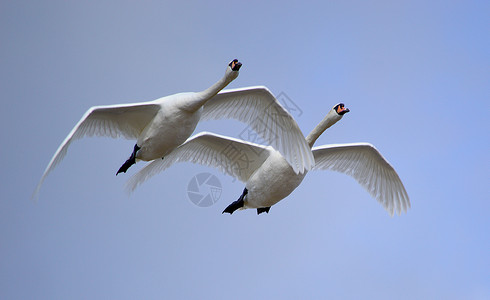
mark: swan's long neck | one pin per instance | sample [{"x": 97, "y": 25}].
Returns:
[
  {"x": 331, "y": 118},
  {"x": 203, "y": 96}
]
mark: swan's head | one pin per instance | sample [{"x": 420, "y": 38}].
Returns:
[
  {"x": 340, "y": 109},
  {"x": 233, "y": 68}
]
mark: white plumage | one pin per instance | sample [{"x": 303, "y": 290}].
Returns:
[
  {"x": 161, "y": 125},
  {"x": 269, "y": 178}
]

YOUR ASSIGNMENT
The material above is to be output exactly, with each picture left out.

RESPONSE
mark: swan's long neck | one pin per instance | sample [{"x": 97, "y": 25}].
Returns:
[
  {"x": 331, "y": 118},
  {"x": 203, "y": 96}
]
mark: swan's head | one pin per instance | sample [{"x": 420, "y": 38}].
Returns:
[
  {"x": 340, "y": 109},
  {"x": 233, "y": 68}
]
mark: white plumage | one pin per instance | sample [{"x": 303, "y": 290}].
Returns:
[
  {"x": 161, "y": 125},
  {"x": 269, "y": 178}
]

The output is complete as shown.